▶ [What is expected]: Display each line in the entries below that contains the word "lamp".

▶ [Data provided]:
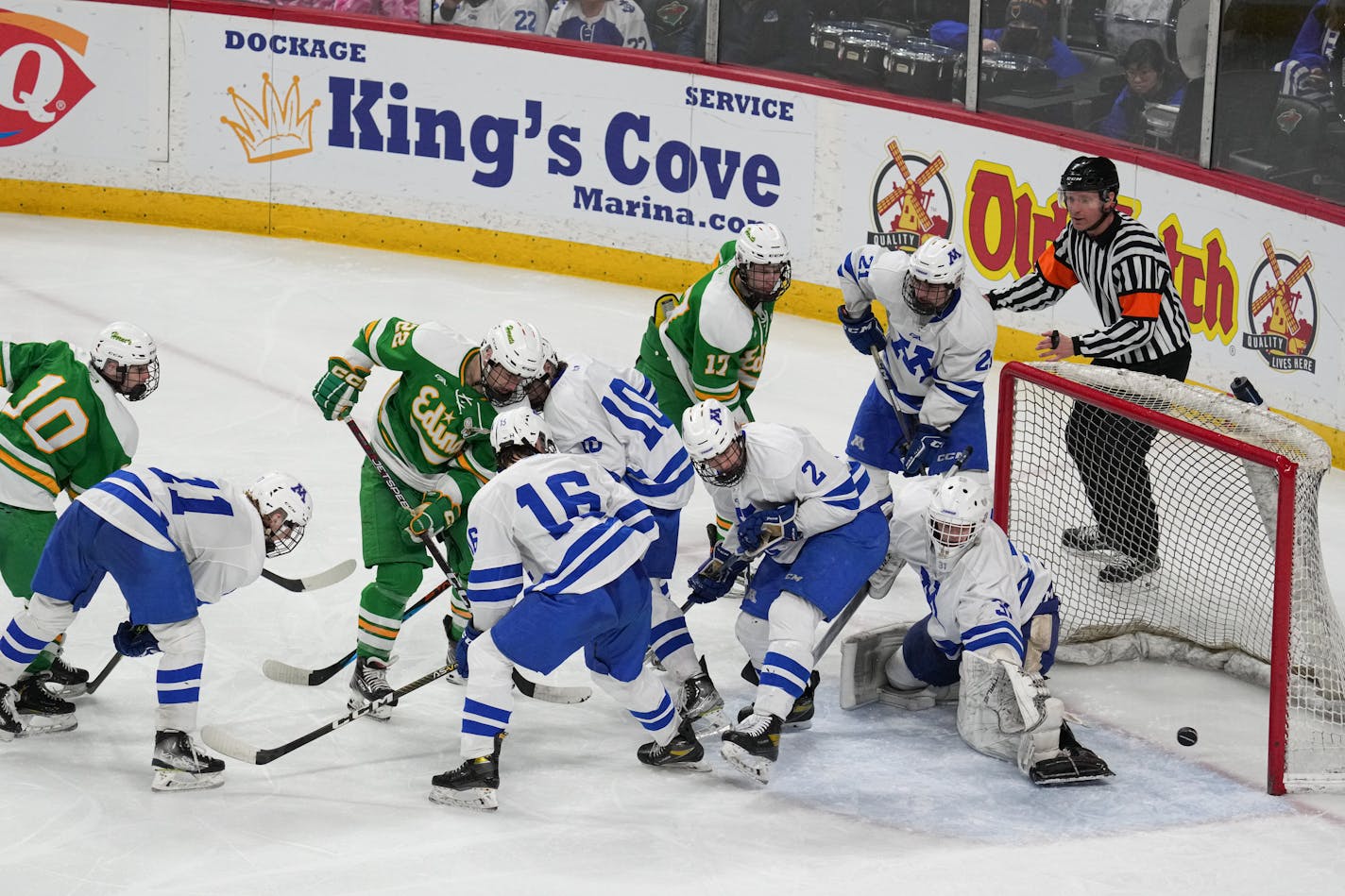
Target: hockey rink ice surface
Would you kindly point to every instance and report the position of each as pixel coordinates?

...

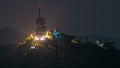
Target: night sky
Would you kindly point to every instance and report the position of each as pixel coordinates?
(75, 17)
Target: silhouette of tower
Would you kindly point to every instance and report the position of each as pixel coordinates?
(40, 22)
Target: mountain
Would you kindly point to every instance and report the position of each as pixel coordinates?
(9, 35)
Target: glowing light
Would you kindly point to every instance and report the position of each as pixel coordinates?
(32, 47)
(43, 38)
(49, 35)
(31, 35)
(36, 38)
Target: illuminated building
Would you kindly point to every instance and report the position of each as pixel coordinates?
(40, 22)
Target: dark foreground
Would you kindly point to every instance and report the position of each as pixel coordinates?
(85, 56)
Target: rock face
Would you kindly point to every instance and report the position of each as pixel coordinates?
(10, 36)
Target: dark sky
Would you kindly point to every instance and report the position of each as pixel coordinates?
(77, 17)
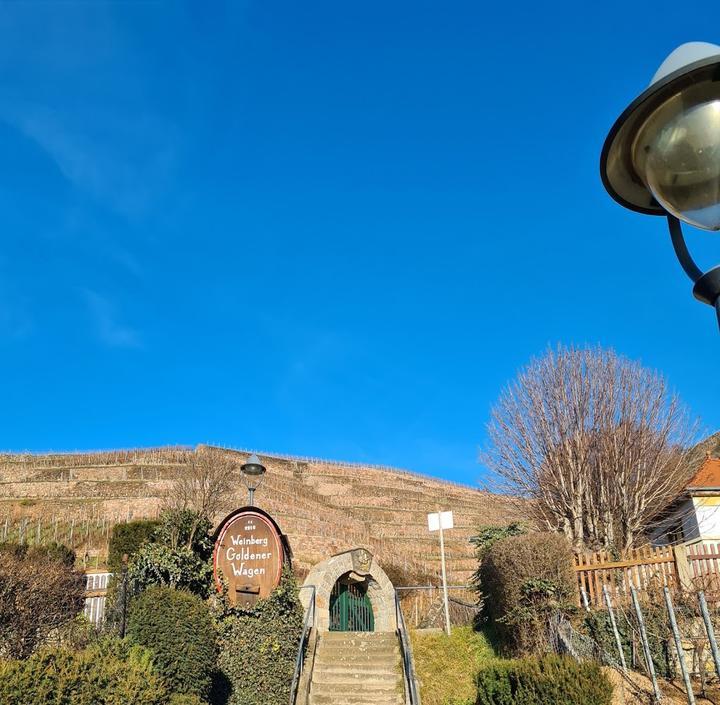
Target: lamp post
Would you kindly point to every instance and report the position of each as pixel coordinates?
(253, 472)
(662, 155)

==

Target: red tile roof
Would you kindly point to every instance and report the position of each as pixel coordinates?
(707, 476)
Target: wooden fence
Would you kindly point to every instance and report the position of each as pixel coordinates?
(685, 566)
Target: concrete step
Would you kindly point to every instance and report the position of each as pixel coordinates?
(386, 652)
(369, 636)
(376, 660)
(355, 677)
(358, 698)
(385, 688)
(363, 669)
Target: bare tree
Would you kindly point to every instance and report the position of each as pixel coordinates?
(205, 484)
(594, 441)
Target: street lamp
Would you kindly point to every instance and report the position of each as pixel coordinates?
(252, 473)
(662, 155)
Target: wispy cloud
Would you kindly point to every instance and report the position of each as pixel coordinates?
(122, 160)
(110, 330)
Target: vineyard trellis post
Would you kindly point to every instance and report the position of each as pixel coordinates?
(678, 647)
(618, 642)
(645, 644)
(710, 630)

▶ [Task result]:
Target: lamp post
Target: street lamp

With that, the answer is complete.